LE MEXIQUE ET L’ALENA

Par Mijail Raigorodsky

L’Accord de Libre-Échange nord-américain  ou ALENA, traité qui élimine les barrières douanières et facilite les échanges transfrontalières des biens et services entre le Canada, les États-Unis et le Mexique, eentre en vigueur le 1er janvier 2004. Héritier de l’Accord de Libre-Échange qui ne concernait que le Canada et son voisin proche, l’ALENA représente une réponse au traité de Maastricht signé en 1992, traité qui a donné naissance à l’Union Européenne. Censé promouvoir les idéaux néolibéraux, l’ALENA se présente comme un projet ambitieux, tissant des liens concrets entre ces trois nations par la coopération et le libre-marché, tout en promouvant la croissance économique des États adhérents, envisageant même la création d’une monnaie unique. Projet ambitieux, certainement, mais loin des réalisations européennes. En effet, contrairement au cas du vieux continent, il est quasi-utopique d’imaginer l’établissement de politiques de libre circulation de  main d’œuvre en Amérique.

Cependant, malgré le rêve du président mexicain Carlos Salinas de voir sa nation parmi les pays développés à travers l’implantation d’un traité de libre-échange avec la première puissance économique1, politique et militaire, le bilan de l’ALENA au Mexique est très mitigé et chargé de contradictions au niveau social. En effet, dans notre analyse nous aborderons tout d’abord comment la mise en place de l’ALENA ne s’est pas traduite par une reconfiguration  des relations entre le pays latino-américain et les États-unis. Dans un deuxième temps, nous verrons comment le libre-échange augmente les inégalités au plan des revenus au sein de la société mexicaine pour finalement étudier brièvement le EZLN (Ejercito Zapatista de Liberacion Nacional), groupe altermondialiste armé revendiquant les droits des populations indigènes de l’État de Chiapas, marginalisées par le traité.

Entrées fournies:
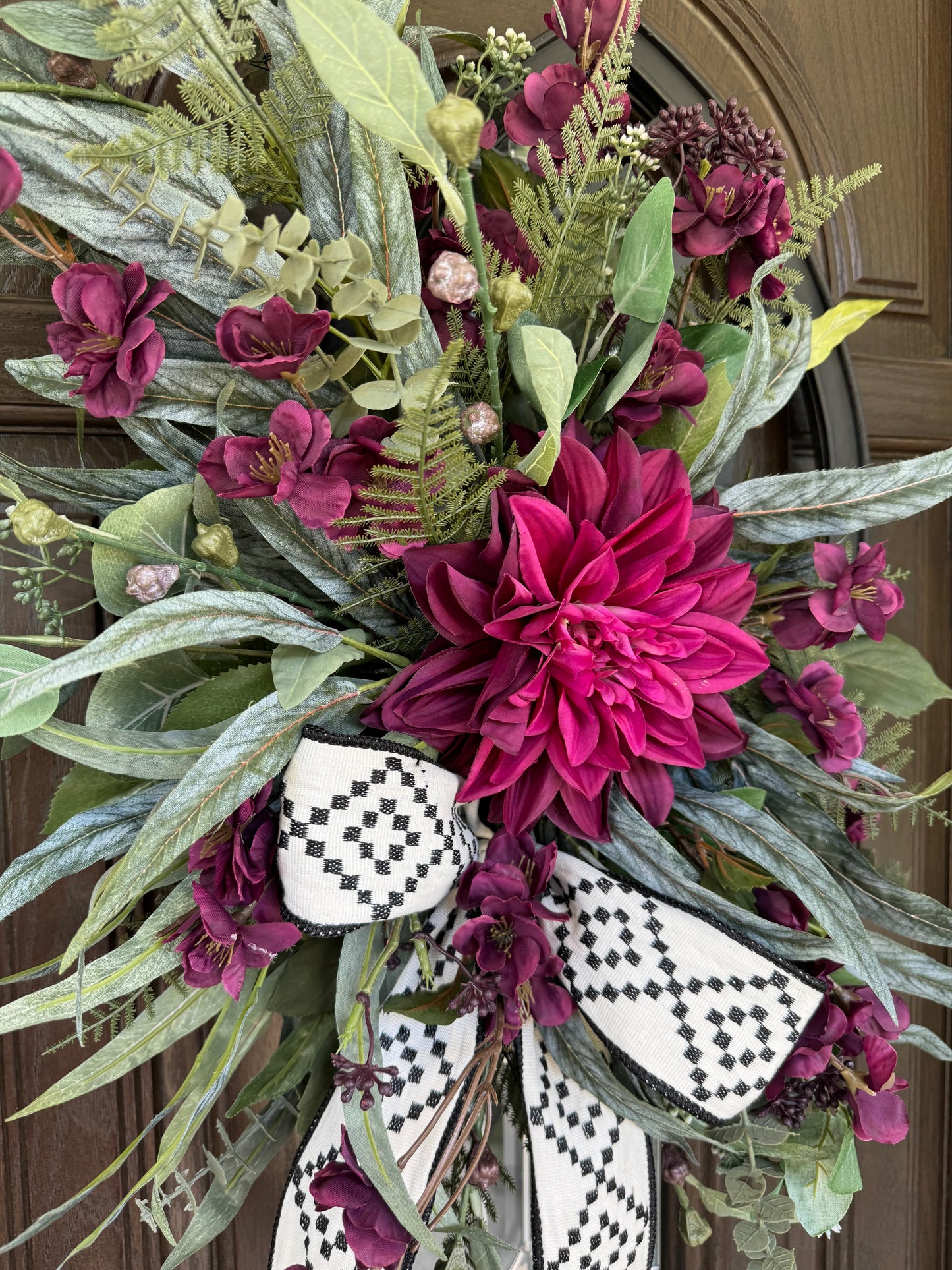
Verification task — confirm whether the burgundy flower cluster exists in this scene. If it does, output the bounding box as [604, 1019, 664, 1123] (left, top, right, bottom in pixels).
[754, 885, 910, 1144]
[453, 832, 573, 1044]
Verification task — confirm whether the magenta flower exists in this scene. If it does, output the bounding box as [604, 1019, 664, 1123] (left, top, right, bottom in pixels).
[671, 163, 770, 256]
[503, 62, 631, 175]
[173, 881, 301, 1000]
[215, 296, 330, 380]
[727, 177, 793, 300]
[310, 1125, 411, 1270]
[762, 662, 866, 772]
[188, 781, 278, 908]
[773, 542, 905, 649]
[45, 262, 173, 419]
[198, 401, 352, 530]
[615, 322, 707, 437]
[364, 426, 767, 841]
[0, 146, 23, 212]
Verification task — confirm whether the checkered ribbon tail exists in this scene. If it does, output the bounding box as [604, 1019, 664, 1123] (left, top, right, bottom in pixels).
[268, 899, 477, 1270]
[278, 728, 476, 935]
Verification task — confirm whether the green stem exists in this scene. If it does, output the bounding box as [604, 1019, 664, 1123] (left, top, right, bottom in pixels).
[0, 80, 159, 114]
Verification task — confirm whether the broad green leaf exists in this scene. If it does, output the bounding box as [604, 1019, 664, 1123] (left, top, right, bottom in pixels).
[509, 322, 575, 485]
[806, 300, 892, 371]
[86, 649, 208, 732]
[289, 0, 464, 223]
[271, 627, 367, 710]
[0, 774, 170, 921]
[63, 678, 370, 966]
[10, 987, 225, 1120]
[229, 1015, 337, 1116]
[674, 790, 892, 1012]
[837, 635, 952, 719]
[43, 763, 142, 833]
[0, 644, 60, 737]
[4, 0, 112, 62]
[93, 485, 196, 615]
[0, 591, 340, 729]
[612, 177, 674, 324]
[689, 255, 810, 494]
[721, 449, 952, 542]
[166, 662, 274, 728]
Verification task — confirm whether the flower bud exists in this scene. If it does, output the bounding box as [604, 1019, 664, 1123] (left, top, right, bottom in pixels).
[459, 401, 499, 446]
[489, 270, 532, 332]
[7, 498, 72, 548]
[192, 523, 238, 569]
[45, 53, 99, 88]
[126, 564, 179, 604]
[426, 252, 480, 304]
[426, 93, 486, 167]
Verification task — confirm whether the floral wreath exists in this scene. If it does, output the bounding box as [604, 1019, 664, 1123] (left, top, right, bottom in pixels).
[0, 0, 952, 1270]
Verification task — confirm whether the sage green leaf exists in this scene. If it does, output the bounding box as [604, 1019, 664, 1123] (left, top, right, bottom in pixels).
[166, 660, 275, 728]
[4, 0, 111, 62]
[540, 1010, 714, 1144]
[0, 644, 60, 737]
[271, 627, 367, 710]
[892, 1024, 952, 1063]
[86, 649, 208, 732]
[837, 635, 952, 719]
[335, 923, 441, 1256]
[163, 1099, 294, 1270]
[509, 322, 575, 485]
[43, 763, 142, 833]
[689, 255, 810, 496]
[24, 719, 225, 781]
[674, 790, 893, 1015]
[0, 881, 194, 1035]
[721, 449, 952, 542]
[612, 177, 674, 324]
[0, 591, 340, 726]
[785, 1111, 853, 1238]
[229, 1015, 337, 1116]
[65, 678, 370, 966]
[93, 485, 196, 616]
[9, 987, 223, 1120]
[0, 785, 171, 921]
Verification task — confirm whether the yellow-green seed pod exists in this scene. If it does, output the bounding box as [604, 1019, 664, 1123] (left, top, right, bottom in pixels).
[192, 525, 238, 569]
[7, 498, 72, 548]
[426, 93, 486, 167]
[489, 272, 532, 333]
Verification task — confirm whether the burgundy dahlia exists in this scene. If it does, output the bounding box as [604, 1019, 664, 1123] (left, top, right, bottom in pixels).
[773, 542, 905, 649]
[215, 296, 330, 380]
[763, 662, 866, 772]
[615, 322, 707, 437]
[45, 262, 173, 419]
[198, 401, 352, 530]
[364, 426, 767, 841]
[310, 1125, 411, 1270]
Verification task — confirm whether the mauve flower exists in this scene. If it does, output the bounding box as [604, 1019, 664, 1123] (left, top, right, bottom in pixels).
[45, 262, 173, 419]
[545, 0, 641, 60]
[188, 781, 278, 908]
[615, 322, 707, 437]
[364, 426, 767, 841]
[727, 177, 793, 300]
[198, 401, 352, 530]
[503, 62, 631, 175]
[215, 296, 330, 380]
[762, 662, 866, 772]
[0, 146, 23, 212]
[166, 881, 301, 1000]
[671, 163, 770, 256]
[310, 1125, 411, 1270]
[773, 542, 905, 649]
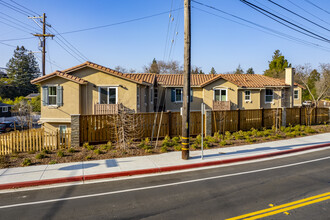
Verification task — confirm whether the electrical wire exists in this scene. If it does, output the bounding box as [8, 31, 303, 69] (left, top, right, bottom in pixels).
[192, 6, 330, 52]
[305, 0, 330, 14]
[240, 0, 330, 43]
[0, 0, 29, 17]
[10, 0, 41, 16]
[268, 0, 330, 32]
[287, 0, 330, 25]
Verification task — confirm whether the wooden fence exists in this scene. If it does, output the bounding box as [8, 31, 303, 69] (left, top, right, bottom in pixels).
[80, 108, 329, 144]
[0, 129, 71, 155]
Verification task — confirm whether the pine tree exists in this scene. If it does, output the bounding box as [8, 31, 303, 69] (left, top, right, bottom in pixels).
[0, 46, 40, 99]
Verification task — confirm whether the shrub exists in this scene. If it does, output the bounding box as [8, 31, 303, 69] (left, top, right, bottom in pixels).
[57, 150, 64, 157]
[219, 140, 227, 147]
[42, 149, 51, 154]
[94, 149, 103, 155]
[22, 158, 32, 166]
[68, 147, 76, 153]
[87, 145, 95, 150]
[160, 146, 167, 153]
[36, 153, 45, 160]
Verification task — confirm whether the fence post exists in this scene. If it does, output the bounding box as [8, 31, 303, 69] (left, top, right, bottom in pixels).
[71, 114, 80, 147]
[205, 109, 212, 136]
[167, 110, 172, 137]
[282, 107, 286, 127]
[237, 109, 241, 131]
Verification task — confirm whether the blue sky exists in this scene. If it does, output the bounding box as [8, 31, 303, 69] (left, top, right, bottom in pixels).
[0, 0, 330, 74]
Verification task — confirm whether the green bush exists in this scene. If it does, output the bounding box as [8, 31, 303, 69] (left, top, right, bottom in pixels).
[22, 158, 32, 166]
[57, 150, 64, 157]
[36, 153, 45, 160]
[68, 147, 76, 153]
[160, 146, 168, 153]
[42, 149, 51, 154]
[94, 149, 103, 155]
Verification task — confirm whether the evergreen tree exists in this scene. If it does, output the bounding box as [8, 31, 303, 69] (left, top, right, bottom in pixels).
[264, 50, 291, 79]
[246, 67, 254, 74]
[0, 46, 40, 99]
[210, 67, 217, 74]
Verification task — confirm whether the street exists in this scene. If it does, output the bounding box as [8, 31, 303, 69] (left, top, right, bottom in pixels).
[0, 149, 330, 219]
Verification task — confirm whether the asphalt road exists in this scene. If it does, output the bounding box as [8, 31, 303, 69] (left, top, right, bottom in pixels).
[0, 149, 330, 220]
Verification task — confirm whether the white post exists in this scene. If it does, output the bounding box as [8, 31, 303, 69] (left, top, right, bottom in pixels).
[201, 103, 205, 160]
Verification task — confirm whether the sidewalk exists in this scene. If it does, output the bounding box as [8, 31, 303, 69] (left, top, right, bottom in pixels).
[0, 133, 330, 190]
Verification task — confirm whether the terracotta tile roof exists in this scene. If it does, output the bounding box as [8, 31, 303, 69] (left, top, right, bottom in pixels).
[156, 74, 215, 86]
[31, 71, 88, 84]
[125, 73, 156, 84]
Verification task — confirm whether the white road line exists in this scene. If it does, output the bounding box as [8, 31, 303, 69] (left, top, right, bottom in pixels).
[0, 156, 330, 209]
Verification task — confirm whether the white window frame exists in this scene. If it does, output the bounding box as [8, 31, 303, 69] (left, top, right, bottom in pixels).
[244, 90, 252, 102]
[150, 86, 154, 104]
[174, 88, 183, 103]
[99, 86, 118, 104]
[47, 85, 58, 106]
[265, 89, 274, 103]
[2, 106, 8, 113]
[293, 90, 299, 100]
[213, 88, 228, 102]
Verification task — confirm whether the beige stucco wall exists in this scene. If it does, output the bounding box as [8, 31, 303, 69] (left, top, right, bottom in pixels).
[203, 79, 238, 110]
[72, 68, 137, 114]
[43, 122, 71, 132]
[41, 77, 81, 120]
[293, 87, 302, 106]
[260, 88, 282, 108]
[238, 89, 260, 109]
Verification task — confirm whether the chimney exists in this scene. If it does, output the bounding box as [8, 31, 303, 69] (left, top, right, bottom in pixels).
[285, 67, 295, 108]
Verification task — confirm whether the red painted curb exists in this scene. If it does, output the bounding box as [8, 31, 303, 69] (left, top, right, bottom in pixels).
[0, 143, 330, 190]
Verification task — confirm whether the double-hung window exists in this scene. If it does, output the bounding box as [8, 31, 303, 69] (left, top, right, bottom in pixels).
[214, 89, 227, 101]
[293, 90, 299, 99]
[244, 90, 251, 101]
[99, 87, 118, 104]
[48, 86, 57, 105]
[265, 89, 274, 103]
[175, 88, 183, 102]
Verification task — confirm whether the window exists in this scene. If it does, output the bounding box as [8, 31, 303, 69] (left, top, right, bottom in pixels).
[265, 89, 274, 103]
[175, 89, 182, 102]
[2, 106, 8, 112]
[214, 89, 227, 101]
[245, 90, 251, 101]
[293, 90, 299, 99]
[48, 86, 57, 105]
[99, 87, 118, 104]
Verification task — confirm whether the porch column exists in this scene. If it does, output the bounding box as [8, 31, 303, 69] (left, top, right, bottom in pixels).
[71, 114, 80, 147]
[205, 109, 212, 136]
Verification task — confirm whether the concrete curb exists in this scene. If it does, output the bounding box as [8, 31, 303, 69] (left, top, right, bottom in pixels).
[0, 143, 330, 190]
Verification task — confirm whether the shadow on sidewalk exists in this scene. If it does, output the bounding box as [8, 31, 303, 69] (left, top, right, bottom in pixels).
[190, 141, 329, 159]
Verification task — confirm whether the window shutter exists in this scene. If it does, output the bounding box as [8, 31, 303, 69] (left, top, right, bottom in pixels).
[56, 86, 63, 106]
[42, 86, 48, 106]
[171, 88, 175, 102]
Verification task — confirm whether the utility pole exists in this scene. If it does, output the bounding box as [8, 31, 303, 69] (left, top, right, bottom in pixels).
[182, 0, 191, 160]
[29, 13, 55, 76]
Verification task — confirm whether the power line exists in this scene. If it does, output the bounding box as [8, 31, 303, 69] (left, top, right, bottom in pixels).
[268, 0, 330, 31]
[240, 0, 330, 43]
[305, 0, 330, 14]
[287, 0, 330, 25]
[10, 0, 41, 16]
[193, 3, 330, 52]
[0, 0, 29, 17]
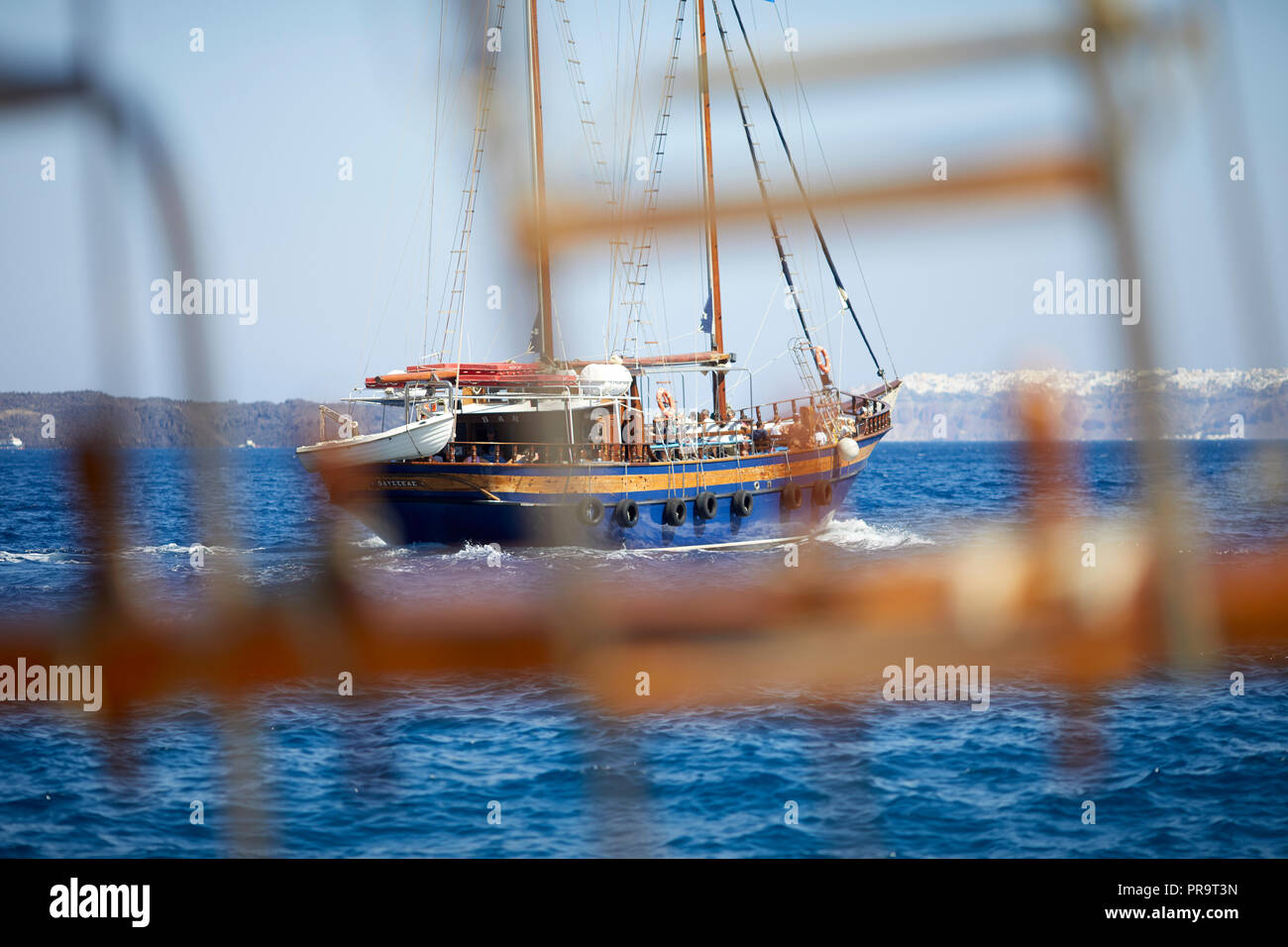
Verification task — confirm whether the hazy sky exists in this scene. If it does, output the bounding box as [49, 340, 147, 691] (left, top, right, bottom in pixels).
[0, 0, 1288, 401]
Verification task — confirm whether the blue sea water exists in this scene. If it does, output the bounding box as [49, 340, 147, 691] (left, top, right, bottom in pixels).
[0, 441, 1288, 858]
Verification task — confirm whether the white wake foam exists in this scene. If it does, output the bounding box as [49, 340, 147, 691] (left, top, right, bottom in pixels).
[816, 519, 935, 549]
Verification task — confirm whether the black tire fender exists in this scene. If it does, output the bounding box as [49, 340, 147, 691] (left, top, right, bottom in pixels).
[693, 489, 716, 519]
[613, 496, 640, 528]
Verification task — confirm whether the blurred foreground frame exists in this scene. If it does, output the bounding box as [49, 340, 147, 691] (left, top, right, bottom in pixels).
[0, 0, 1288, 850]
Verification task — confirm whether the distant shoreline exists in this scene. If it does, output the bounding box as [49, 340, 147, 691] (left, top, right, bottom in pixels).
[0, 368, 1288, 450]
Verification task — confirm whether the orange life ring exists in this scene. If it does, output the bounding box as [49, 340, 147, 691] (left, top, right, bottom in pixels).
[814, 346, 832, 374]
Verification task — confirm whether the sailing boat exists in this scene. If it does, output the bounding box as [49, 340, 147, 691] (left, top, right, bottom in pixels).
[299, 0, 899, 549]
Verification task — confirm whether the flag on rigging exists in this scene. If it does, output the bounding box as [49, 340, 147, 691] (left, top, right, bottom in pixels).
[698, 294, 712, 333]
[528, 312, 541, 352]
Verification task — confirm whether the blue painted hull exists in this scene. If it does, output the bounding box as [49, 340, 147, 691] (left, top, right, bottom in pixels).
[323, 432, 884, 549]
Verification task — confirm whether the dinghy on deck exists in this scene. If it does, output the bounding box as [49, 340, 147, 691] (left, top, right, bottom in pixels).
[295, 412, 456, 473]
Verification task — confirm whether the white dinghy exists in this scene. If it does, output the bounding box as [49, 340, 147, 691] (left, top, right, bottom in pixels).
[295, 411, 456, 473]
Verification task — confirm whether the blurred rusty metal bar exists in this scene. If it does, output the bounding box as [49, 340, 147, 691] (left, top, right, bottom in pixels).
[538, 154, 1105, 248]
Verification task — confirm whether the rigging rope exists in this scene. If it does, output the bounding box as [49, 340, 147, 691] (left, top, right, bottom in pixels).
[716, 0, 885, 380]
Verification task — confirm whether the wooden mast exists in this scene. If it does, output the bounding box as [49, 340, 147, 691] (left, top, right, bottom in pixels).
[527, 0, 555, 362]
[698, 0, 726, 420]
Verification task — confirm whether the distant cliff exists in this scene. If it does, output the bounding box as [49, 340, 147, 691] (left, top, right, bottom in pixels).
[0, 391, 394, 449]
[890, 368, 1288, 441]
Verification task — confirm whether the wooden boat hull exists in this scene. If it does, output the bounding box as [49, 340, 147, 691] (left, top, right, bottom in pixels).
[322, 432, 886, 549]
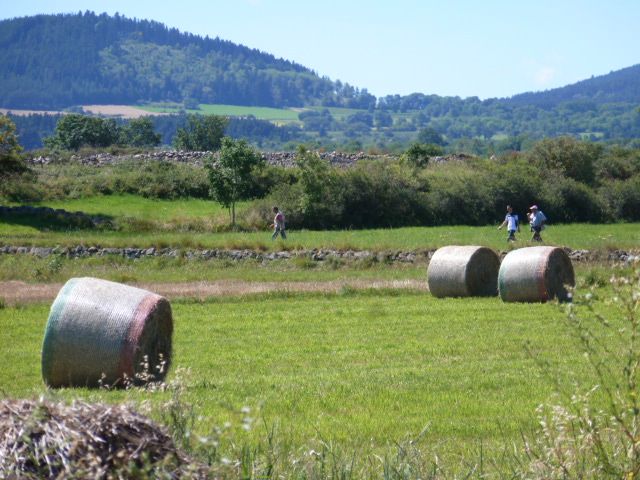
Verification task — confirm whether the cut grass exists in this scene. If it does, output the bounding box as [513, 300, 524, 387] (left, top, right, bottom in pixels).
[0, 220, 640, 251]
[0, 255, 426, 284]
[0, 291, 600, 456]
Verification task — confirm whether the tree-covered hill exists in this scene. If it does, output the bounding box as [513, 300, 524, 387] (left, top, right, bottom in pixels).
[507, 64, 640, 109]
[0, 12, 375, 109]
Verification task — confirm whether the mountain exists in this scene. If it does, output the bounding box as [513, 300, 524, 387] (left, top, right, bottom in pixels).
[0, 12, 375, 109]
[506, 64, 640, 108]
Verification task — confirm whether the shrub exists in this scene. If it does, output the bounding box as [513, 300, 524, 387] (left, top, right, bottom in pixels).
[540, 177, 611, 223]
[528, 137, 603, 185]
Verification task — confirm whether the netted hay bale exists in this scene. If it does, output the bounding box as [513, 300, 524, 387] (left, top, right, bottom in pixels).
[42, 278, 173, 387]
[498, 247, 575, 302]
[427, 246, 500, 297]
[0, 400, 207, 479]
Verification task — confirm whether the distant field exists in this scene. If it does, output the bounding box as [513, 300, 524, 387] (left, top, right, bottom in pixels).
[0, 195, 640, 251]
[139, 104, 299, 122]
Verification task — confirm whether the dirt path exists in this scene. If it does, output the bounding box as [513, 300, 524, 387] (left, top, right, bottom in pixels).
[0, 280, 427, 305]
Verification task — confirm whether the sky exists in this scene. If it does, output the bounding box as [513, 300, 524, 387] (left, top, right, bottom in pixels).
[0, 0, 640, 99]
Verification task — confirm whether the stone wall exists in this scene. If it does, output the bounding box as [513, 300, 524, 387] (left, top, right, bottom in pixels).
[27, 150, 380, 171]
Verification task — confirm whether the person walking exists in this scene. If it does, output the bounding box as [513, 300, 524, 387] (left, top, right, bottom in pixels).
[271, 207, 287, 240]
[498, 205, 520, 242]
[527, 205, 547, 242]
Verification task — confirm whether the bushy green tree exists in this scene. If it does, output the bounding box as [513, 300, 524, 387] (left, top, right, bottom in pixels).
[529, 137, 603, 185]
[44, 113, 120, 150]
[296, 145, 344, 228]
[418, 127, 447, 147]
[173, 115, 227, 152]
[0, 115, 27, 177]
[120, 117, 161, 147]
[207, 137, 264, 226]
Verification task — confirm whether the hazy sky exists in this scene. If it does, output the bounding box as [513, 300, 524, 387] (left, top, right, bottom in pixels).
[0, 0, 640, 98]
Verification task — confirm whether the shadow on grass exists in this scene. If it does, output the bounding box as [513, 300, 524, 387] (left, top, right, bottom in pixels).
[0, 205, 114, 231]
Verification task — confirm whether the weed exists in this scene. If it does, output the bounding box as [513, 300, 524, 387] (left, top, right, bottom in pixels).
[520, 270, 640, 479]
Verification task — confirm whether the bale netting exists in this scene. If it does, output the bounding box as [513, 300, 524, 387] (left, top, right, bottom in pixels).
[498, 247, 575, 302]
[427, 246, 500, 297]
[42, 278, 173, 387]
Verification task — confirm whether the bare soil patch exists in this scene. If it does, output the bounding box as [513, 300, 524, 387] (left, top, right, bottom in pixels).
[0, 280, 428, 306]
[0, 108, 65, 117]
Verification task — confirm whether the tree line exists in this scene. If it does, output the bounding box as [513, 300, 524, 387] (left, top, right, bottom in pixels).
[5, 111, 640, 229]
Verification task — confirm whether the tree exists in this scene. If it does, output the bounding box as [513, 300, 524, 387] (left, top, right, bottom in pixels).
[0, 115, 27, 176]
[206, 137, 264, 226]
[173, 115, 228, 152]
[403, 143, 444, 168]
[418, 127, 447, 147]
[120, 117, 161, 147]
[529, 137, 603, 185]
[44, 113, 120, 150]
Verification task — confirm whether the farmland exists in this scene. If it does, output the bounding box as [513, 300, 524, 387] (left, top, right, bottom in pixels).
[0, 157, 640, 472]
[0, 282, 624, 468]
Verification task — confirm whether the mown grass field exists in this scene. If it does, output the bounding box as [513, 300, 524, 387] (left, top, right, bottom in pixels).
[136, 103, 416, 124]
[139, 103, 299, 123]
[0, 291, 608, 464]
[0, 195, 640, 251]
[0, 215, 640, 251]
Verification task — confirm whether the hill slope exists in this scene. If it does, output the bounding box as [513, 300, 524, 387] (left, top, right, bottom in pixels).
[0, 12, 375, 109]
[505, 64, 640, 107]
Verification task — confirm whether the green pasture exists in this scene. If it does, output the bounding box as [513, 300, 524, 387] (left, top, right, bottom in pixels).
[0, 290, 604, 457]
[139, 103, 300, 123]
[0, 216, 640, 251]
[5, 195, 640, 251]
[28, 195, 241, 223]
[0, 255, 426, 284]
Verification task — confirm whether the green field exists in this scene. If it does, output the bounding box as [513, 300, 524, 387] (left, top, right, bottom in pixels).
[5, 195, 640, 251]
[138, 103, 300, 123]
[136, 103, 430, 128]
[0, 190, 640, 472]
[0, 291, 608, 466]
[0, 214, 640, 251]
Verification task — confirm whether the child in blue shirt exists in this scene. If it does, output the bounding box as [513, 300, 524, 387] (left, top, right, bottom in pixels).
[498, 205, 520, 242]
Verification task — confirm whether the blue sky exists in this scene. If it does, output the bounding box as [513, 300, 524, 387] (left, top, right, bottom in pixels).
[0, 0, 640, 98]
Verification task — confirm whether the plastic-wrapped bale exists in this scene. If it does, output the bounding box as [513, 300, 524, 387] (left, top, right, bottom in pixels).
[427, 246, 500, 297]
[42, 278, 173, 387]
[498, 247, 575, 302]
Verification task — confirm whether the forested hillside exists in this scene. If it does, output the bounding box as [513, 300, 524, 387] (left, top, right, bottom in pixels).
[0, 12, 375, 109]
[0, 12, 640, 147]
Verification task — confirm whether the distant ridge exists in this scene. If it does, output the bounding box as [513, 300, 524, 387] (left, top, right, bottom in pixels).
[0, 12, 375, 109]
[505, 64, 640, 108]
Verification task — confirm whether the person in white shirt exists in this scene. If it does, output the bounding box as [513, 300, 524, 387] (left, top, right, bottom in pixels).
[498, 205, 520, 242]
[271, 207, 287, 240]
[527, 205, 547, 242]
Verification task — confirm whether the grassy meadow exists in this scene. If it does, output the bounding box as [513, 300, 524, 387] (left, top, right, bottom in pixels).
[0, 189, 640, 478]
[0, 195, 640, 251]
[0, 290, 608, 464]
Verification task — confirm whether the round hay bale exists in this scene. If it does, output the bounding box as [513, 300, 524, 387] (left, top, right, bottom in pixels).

Consignes écrites:
1. Présentez sous forme de liste numérotée, sans les lignes vides, les enregistrements qui vont de la ligne contenant "Verification task — confirm whether the netted" jusqu'à la ligne contenant "[0, 400, 207, 479]", ces deux lignes comprises.
2. Rédigez la suite du texte sur le Mexique et l'ALENA, en reprenant juste après sa dernière phrase.
Le texte et les enregistrements forment deux ensembles distincts, sans lien entre eux.

Résultats obtenus:
1.
1. Verification task — confirm whether the netted hay bale exists in this scene. If it does, output the bounding box as [513, 300, 524, 387] (left, top, right, bottom in pixels).
2. [42, 278, 173, 387]
3. [498, 247, 575, 302]
4. [427, 246, 500, 297]
5. [0, 400, 207, 479]

2.
L’établissement de l’Accord de Libre-Échange Nord-Américain en 1994 ne vient qu’à réaffirmer les relations commerciales quasi-exclusives entre les Etats-Unis et ses voisins directs: en 2006, les exportations canadiennes aux Etats-Unis s’élevaient à 302 milliards de dollars américains, soit 75% de l’ensemble de ses exportations. Cette figure qui témoigne des relations économiques et commerciales étroites entre les deux nations, est proportionnellement  plus importante dans le cadre du commerce mexico-américain. En effet, avant l994 les exportations mexicaines vers les Etats-Unis représentaient déjà environ 67% de ses exportations, chiffre qui en 2006 était de l’ordre de 79% de l’ensemble de ses exportations, soit près de  198 milliards de dollars américains2. Cependant, ces taux spectaculaires qui à première vue pourraient se traduire en croissance économique, sont largement accompagnés par une expansion aussi importante des importations venant des Etats-Unis, qui au Mexique dépassent les exportations en terme absolu3.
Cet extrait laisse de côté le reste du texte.